-- What needs to be done --
Beginning with the line that holds "Category: cove bay" in the data below, give again every line through the one that holds "Category: white sand beach", exactly as written.

-- Provided records --
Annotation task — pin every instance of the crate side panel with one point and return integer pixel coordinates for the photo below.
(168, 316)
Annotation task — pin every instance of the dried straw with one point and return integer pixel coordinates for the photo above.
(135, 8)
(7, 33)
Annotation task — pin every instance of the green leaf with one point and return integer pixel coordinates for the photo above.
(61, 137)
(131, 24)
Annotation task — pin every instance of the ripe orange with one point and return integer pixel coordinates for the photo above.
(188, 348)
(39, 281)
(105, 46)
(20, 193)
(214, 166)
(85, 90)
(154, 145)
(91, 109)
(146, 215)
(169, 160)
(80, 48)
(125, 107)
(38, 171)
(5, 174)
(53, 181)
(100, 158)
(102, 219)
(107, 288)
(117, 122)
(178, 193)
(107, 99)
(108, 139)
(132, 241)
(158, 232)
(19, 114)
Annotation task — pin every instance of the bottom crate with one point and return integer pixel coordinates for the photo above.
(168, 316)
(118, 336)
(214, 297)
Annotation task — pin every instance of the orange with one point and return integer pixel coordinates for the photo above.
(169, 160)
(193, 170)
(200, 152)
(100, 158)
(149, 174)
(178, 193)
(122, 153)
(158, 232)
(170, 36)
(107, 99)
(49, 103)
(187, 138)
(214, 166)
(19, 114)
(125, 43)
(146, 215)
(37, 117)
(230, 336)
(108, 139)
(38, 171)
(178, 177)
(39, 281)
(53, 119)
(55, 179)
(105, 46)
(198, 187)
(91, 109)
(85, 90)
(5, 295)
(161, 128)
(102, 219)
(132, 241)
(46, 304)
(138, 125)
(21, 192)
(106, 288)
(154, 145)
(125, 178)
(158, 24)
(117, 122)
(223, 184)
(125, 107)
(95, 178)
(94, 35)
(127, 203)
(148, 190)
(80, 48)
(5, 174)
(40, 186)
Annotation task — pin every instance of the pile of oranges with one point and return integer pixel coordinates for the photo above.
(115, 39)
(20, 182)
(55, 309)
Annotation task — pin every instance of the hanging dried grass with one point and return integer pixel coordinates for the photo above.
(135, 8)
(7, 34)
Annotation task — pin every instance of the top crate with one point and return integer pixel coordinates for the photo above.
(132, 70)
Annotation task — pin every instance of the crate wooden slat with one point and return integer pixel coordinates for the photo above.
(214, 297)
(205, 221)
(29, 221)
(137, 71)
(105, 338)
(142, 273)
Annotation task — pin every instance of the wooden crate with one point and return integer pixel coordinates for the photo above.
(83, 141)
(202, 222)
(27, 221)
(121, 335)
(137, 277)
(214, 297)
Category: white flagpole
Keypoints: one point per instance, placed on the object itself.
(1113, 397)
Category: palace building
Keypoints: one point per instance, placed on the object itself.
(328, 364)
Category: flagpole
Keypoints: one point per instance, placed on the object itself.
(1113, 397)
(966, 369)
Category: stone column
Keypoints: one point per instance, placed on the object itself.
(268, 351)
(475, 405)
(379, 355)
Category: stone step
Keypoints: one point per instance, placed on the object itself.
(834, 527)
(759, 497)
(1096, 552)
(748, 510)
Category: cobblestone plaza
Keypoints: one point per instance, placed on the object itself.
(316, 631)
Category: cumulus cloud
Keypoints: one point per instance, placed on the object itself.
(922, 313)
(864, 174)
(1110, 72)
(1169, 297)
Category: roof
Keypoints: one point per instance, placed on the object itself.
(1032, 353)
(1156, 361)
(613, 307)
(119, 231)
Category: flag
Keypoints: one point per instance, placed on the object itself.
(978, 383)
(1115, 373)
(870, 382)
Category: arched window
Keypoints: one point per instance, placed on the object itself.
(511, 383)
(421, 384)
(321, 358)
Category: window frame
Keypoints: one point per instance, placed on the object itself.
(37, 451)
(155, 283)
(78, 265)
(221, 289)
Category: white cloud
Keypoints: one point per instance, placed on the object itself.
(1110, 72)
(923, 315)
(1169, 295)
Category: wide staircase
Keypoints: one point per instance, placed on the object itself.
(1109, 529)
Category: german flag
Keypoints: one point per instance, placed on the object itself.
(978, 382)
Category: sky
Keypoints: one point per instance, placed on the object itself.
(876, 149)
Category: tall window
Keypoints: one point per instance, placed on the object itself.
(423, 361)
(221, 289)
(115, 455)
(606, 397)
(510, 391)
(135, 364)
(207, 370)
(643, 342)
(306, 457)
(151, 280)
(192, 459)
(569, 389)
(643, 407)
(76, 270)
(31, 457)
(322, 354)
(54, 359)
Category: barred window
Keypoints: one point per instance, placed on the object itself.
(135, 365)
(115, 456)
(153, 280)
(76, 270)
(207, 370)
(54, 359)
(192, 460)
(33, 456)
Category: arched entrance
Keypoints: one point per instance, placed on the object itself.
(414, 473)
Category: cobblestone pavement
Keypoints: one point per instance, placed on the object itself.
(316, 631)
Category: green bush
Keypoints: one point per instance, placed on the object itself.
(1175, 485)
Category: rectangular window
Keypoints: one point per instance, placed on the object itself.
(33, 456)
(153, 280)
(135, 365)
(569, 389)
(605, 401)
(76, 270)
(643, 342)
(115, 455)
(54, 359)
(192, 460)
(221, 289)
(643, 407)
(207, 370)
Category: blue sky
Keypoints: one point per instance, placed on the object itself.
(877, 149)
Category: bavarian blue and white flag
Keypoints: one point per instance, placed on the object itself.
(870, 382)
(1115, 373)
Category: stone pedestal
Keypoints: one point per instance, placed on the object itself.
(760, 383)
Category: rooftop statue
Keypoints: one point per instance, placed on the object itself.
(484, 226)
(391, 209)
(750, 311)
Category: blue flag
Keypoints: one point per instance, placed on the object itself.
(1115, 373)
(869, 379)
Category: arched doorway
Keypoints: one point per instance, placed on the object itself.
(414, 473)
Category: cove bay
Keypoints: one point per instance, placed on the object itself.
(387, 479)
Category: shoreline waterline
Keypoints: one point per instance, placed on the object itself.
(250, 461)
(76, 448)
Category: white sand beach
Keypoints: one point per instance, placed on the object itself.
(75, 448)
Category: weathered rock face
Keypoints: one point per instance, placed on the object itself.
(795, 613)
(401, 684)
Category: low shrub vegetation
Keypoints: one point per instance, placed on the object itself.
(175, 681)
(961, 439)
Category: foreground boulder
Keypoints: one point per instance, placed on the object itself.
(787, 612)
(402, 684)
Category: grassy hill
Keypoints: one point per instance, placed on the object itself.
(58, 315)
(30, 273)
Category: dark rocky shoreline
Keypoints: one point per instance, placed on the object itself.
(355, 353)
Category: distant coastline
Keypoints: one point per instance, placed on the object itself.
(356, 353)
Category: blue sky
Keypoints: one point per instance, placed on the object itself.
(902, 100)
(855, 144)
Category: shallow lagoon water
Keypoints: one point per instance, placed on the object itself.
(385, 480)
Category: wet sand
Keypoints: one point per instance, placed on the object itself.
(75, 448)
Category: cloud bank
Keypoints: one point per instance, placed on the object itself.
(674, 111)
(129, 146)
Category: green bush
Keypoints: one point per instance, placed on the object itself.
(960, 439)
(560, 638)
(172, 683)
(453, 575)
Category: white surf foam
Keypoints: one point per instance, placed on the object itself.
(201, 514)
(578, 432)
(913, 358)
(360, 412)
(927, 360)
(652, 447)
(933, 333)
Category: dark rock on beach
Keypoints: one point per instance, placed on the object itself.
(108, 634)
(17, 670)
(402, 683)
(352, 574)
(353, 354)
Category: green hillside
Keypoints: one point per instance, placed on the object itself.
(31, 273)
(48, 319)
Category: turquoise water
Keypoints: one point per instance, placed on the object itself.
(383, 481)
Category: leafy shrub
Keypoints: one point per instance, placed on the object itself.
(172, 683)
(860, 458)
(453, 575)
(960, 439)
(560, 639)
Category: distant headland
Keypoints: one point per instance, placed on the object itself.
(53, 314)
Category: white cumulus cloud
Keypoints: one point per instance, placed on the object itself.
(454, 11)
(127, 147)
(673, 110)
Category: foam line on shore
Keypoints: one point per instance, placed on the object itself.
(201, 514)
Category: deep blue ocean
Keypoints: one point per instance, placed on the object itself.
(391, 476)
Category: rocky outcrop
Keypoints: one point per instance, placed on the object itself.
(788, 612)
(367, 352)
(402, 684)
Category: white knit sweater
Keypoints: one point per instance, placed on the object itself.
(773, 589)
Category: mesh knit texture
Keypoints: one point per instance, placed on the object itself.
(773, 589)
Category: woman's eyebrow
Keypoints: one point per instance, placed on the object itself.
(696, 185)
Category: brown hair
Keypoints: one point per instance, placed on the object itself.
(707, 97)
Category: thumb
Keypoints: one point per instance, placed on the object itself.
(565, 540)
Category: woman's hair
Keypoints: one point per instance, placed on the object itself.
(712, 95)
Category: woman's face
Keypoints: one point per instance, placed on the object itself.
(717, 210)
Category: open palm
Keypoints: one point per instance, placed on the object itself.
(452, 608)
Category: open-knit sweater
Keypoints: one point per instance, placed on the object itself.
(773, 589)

-- Reply to the task --
Category: cove bay
Keypoints: one point per instance, placed on the object itself.
(387, 479)
Category: shoreline waterline
Keypoints: one point per instance, placed on the object itself.
(250, 461)
(76, 448)
Category: white sand beach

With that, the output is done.